EXTRACTED TEXT:
########

We’ve all spent a whole year watching media and every Tom, Dick and Jane deconstruct each other’s expressions, or the lack thereof, of grief—over the death of celebrities, over the loss of life in protests, over the pandemic. In a day and age where unless the grief is loud enough for the world to hear and devastating enough for the cameras to capture, it is not ‘proper’, we’ve all taken it upon ourselves to be custodians of other people’s emotions.
Mourning deaths is practically like putting up a show in our country, and the force flow of waterworks and decibel levels of crying are literally a competition. It’s either 13 days or a lifetime long, or nothing. But can’t grief be short and understated? I believe that’s what Pagglait will explore, and I am excited for it.
2. Pagglait also is a story about a woman’s awakening, and grief does seem to have a close connection with it, which I’m eager to see explored.
In the film, Sandhya is barely married to the deceased for a few months, and it clearly seems like an arranged marriage. Then, her lack of overwhelming emotion over the loss of a husband she barely knew doesn’t feel wrong to me. But we know how people think, don’t we? They’d expect her to do the whole ‘choodiyan todna’ and wailing widow routine by giving up food and all pleasures of life over the death of her husband. It’s not even something that’s a very small town mindset; we’ve seen enough of that in urban settings too, where the most practical of people want to uphold pretense, because society expects them to.
Just as women don’t have agency in other areas, they don’t have it in grieving either. They must do it as per society’s standards. Which is why when Sanya Malhotra’s Sandhya will break those norms and set herself free, that liberation is going to mean so much more than just a widow’s refusal to mourn her husband. I hope it makes a much wider statement.
Psst, I also have a theory about Sayani Gupta’s character and its connection to Sanya’s Sandhya. And if it is what I think it is, that’s going to be interesting to watch unfold too!
Also Read: Elizabeth Olsen, Kriti Sanon Were Trolled For Not Posting About Their Deceased Co-Stars. Is Grief Not Real If It’s Not Declared On Social Media?
3. Sanya Malhotra and the rest of the cast are masters in tackling such themes with understated brilliance and incredible comic timing!

########

DATA UNDER STUDY:
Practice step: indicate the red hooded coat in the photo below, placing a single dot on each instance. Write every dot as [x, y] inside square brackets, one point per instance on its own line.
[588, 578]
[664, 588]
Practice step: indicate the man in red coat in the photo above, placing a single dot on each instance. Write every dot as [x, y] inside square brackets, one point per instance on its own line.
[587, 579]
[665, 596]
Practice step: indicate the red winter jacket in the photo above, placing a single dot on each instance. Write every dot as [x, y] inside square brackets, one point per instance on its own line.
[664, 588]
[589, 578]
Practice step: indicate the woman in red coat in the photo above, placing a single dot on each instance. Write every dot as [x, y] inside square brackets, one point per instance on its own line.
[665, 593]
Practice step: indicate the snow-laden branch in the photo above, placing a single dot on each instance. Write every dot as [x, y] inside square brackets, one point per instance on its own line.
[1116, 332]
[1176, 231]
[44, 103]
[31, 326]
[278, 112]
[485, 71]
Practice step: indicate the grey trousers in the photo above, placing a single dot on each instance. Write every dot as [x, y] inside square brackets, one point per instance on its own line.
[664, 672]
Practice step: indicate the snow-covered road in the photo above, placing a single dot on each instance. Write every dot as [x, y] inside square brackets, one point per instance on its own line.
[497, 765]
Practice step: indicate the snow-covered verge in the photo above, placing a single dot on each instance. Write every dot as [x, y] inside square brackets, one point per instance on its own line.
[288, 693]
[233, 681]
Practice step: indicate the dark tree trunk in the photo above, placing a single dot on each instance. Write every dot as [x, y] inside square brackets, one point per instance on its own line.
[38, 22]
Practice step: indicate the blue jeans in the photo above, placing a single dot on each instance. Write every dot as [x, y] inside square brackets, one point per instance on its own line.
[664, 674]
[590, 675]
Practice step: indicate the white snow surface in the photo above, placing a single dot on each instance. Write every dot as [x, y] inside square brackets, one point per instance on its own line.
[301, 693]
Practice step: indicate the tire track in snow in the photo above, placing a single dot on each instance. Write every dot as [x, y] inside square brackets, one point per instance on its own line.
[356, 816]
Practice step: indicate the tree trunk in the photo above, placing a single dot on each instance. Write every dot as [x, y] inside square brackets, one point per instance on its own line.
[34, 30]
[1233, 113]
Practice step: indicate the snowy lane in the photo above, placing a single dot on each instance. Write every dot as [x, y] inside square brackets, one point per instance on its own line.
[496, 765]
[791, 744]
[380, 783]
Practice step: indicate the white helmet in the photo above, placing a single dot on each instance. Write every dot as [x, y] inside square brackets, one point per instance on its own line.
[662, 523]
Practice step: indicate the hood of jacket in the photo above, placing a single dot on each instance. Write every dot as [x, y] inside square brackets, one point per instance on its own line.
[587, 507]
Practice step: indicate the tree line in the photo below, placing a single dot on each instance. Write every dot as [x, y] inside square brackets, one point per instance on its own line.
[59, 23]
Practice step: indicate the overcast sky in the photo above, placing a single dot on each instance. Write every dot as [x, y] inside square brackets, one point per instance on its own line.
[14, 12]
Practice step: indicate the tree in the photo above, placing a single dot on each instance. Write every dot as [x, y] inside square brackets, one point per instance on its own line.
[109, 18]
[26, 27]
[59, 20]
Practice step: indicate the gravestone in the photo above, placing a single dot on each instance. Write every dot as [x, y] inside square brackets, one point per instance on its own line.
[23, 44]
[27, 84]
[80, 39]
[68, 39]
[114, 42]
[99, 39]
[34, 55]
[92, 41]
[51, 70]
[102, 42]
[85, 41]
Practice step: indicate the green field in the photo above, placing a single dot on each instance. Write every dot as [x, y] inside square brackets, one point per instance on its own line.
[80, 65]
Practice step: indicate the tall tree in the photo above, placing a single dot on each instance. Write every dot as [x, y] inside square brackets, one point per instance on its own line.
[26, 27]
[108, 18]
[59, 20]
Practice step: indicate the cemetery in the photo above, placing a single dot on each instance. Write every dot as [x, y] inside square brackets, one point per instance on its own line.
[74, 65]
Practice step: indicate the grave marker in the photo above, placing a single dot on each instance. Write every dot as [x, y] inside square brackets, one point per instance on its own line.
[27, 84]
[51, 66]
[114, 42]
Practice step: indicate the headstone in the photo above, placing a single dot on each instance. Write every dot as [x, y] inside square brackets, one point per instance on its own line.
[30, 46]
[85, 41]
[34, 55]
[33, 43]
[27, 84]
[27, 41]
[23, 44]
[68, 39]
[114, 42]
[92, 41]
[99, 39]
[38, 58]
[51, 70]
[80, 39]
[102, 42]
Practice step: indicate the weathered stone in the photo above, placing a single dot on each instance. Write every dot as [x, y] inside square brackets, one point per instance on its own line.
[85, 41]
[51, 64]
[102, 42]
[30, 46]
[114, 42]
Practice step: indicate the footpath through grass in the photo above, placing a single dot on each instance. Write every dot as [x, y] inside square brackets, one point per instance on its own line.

########

WORK INSTRUCTIONS:
A: Answer these questions from the text on Pagglait:
(i) For how long has Sandhya been married to the deceased when the film begins?
(ii) Which actor plays Sandhya?
(iii) How long does the writer say mourning lasts in the country, if it is not "nothing"?
B: Carry on the text on Pagglait from its final sentence, in the same voice.

OUTPUTS BY TASK:
A:
(i) Barely a few months.
(ii) Sanya Malhotra.
(iii) Either 13 days or a lifetime.

B:
I love this cast, full of actors we’ve seen pull off these kind of satirical dramas brilliantly with their impeccable comic timing. Who said a film about mourning cannot be funny? In Ramprasad Ki Tehrvi, it was the absolutely relatable characters, from quirky relatives to annoying guests, that managed to bring lightness to such an emotional subject, and I am ready to see this ensemble do it too!
Also Read: Ramprasad Ki Tehrvi Review: Seema Pahwa’s Directorial Debut Is A Perfect Film About Our Imperfect Families
4. Who is here for farting grannies ending a good trailer ? I am!
Farting Dadi FTW! You don’t just lighten the mood with your acting or dialogues. Sometimes all it takes is a well-written fart in the script and you can consider the pressure released! I usually have this complaint about Bollywood trailers just going all out and revealing every detail about the plot, thus making you lose interest in the film itself.
But I thought Pagglait got its trailer bang on, piquing my curiosity and excitement, not revealing anything more than necessary, and ending with a bang. Quite literally!
5. Also here for dialogues like “Jab ladki log ko akkal aati hai na, toh sab unhe pagglait hi kehte hain.”
I mean, the FEELS! Ever since my a-woke-ning, I’ve been at constant loggerheads with my family, and most of our fights end with them thinking I’ve lost my mind because ‘modern feminist notions’ have corrupted it. So I totally relate to Sanya Malhotra’s concluding dialogue that women have their awakening from the deep slumber that society has forced them into for eons, they’re deemed heretics.
‘Heretic’ may have been a word to label men of science and philosophy and women deemed witches who dared to defy religious dogma. But the word ‘heretic’ comes from the Greek ‘hairetikos’ which means ‘able to choose’. And what’s more scarier for the society than a woman who can ‘choose’ for herself?
Pagglait will release on Netflix on March 26, 2021.